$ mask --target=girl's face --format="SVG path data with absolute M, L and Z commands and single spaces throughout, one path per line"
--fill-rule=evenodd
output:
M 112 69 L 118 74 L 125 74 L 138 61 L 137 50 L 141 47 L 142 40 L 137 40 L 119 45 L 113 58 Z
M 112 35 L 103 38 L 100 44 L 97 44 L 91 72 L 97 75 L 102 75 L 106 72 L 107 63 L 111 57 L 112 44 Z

WHAT IS EXPECTED >>
Output the records above in their entirety, exactly.

TASK RESPONSE >>
$ mask --target=girl's face --format="SVG path data with absolute M, L and Z commands and single spaces throughout, one path per line"
--fill-rule=evenodd
output:
M 112 69 L 118 74 L 125 74 L 138 61 L 137 50 L 141 47 L 142 40 L 137 40 L 119 45 L 113 58 Z
M 112 35 L 103 38 L 100 44 L 97 44 L 91 72 L 97 75 L 102 75 L 106 72 L 107 63 L 111 57 L 112 44 Z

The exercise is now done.